Set problem = Count how many lines of the records below contain the word "blurred". Reply with the number only.

Recorded data =
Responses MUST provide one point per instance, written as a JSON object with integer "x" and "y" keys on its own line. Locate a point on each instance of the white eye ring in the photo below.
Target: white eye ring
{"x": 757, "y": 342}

==

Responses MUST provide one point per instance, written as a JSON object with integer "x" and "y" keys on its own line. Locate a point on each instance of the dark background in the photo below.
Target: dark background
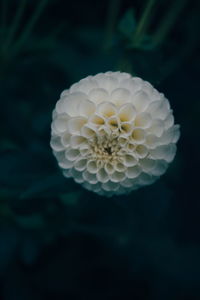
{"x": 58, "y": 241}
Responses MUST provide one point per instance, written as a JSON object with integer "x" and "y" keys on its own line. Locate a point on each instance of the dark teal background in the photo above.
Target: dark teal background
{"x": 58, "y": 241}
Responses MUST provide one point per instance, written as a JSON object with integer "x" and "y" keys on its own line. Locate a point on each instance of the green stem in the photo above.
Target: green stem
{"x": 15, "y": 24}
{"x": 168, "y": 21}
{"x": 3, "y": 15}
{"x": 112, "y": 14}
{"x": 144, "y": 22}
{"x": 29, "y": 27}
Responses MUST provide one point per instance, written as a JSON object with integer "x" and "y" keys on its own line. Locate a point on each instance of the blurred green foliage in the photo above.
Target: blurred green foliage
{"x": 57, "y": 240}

Task result = 2